• [Passage for review]:
________

DOJ seeks verification of mental suffering for
parents separated from children at border
Parents separated from their children at the U.S.-Mexican border under President Trump’s 2018 zero-tolerance policy are suing the U.S. for trauma they suffered as a result of the separations. Now the Justice Department is requesting that a federal judge require psychological evaluations to verify their suffering, reported CNN.
Under the zero-tolerance policy, when adults crossing from Mexico into the U.S. were apprehended and jailed, children, some of whom were infants, were taken.
The American Civil Liberties Union filed a class-action lawsuit in 2019 on behalf of several affected families. The Justice Department walked away from a settlement with the families last December and went back to court.
Justice wants its own expert to examine the parents suing, though the department acknowledges the anxiety, trauma, and emotional distress the parents suffered. President Biden condemned the Trump Administration for its separation policy prior to the suits and referred to it as “outrageous behavior” warranting financial compensation. However, the President gave no specific details as to the amounts parents should receive.

________

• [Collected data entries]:
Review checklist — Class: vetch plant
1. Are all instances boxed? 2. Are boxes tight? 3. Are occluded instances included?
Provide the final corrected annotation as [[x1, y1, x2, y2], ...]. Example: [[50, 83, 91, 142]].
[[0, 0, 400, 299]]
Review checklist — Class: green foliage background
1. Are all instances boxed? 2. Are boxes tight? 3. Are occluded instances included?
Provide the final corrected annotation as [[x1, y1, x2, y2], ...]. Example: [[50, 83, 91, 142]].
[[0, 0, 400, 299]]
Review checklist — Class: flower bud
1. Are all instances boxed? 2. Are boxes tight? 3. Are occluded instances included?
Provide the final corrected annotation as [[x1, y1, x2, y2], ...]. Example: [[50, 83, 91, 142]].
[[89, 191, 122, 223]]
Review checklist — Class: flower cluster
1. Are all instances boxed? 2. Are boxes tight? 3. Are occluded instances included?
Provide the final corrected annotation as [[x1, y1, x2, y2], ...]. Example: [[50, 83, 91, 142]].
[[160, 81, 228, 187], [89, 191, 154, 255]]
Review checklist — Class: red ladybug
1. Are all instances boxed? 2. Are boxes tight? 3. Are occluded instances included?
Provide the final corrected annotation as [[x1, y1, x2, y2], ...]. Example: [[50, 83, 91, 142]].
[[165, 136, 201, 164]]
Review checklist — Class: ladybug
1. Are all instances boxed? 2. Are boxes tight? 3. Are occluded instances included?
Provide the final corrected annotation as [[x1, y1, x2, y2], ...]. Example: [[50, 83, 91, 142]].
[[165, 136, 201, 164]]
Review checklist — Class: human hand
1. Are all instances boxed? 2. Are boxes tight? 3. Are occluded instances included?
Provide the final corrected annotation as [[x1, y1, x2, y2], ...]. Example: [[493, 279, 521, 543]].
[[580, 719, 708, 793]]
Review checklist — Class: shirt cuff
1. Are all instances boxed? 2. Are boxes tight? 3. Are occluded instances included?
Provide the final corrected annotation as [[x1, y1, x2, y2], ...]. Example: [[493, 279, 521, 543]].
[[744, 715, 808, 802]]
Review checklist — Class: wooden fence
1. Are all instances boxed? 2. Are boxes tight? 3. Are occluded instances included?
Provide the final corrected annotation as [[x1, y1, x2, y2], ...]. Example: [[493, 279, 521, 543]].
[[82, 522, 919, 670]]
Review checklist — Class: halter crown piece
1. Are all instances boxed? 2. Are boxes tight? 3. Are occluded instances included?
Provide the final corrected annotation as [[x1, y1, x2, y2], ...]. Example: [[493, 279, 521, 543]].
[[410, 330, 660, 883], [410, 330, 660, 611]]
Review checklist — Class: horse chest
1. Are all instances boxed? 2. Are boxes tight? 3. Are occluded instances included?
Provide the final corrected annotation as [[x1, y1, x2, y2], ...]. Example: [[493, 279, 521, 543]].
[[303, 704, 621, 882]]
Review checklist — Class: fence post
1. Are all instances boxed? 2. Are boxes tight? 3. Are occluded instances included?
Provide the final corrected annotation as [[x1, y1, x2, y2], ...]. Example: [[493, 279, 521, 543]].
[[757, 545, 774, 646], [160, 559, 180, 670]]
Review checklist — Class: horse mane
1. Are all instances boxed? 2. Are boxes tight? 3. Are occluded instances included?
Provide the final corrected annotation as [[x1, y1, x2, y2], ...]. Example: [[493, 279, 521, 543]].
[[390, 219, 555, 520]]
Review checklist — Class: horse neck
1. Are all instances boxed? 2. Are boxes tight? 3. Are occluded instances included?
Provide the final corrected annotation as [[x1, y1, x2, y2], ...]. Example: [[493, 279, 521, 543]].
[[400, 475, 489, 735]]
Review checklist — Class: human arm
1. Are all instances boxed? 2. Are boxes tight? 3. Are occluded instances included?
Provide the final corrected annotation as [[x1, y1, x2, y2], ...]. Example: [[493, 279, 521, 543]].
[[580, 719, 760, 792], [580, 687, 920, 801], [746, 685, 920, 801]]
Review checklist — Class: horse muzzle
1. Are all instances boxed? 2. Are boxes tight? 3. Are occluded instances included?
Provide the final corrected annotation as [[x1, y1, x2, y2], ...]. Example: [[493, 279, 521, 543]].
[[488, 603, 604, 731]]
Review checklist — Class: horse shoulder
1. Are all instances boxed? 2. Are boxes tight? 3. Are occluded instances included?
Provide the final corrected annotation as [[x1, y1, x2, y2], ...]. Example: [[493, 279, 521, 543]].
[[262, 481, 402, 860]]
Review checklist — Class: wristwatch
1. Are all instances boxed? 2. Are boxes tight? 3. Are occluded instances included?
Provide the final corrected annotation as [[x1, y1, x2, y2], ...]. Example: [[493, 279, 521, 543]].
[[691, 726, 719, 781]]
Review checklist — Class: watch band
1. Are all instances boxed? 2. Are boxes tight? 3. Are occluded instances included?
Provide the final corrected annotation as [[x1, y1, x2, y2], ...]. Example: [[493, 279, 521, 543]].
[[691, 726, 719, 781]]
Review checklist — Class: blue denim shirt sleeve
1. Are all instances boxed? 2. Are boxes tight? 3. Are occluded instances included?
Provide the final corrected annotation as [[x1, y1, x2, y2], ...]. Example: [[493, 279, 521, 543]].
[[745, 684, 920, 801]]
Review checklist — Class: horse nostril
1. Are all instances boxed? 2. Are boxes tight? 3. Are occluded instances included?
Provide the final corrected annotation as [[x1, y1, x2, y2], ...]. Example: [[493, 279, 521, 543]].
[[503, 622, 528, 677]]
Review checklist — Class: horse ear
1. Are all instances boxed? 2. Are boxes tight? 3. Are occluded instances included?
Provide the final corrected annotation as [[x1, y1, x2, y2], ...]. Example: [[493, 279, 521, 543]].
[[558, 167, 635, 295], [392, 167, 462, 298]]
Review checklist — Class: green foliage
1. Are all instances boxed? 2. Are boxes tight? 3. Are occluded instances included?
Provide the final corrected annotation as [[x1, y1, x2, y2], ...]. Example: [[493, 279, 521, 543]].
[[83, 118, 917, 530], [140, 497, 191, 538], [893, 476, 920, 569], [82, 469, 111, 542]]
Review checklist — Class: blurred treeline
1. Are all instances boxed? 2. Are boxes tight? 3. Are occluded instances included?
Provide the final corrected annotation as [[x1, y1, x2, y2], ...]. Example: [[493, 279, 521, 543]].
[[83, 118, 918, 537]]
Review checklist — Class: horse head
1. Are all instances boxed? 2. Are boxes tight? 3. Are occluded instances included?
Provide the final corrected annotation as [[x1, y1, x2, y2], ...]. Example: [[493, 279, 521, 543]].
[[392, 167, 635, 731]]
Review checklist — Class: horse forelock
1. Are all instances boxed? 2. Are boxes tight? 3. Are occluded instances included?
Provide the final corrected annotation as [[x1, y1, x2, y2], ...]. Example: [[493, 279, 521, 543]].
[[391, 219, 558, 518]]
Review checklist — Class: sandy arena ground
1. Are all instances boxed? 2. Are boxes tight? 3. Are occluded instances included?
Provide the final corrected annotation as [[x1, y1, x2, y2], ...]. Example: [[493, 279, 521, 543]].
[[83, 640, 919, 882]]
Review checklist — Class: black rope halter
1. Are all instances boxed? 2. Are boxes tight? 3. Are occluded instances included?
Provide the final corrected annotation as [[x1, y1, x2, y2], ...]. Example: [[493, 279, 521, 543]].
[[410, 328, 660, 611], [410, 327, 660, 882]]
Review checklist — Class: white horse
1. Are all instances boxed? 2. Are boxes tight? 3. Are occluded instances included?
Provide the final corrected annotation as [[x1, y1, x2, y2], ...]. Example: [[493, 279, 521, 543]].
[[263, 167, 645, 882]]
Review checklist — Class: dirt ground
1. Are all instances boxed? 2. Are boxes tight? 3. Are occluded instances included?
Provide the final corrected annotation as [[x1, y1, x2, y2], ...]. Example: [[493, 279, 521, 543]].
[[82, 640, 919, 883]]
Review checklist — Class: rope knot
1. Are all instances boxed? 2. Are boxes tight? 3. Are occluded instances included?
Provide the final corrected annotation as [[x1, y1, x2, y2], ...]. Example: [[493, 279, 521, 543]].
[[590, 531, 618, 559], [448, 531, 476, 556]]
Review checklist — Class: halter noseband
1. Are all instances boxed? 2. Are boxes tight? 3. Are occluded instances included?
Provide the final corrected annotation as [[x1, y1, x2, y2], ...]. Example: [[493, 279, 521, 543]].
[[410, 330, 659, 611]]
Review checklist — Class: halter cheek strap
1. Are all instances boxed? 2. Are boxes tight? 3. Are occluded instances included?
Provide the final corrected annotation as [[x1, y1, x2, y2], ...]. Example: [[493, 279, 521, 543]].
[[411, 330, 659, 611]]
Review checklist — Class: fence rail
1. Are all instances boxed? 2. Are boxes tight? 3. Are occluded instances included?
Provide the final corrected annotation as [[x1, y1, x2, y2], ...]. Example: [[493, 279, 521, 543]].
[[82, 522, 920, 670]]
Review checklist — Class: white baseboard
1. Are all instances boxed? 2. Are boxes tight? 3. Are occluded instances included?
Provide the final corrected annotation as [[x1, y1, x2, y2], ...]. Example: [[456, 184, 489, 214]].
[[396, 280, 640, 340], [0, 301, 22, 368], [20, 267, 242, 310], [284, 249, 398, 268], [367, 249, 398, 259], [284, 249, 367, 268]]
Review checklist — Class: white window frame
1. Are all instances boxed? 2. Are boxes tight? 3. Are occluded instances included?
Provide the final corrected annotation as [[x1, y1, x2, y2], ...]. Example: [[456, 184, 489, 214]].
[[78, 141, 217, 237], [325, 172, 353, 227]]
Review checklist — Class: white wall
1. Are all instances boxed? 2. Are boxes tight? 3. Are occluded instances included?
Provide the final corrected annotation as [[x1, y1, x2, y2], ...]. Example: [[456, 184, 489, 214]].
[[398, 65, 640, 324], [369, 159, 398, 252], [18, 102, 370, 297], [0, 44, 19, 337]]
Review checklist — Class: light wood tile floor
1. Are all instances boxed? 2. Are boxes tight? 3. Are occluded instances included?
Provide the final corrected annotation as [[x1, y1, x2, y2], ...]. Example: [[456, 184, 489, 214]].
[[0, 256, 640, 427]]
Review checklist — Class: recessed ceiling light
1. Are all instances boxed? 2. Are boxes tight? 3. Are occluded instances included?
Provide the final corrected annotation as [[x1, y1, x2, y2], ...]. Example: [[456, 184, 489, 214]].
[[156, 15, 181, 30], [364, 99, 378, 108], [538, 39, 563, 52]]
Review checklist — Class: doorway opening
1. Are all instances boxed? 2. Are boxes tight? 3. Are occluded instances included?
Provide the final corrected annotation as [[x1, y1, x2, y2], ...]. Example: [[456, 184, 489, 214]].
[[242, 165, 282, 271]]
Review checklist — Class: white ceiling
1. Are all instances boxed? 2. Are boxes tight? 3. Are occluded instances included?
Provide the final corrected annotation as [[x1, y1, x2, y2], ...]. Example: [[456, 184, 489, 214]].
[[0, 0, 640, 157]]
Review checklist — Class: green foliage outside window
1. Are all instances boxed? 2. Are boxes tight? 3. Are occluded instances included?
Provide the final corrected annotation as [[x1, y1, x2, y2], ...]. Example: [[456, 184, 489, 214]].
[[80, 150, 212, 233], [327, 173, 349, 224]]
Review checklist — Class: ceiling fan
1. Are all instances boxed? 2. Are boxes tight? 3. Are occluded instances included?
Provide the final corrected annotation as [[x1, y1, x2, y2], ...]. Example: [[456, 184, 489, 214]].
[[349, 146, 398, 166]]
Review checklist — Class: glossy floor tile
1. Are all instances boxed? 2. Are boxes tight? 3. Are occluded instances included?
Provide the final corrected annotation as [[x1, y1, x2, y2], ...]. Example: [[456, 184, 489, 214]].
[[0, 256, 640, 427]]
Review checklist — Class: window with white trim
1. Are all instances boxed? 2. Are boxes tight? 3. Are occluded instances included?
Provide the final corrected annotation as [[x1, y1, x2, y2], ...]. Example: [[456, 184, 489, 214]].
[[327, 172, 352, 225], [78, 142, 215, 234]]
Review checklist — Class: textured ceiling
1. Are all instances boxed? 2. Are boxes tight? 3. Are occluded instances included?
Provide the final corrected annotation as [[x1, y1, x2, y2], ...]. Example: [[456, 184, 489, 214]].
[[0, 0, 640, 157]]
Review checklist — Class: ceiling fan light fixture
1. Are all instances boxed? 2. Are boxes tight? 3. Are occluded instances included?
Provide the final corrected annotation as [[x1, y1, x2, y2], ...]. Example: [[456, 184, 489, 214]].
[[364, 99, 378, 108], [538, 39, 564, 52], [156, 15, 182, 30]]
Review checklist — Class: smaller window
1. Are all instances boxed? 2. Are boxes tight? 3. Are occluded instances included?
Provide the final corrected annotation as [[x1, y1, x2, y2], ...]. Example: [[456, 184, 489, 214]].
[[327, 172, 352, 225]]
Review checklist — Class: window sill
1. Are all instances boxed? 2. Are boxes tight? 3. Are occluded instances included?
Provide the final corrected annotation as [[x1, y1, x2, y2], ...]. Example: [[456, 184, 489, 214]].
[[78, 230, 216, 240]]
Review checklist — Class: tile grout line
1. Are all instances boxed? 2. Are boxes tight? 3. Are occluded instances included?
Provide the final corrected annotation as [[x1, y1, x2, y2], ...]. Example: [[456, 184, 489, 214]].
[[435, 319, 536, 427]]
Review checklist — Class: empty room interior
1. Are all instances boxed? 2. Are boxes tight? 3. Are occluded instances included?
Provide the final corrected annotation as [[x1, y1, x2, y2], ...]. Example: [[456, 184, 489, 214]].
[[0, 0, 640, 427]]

________

• [Assigned task 1]:
From the article on family separations at the border, write out the passage from "The American Civil" up to and including "parents should receive.".
• [Assigned task 2]:
According to the article on family separations at the border, in what year did the American Civil Liberties Union file its class-action lawsuit?

• [Answer box 1]:
The American Civil Liberties Union filed a class-action lawsuit in 2019 on behalf of several affected families. The Justice Department walked away from a settlement with the families last December and went back to court.
Justice wants its own expert to examine the parents suing, though the department acknowledges the anxiety, trauma, and emotional distress the parents suffered. President Biden condemned the Trump Administration for its separation policy prior to the suits and referred to it as “outrageous behavior” warranting financial compensation. However, the President gave no specific details as to the amounts parents should receive.

• [Answer box 2]:
2019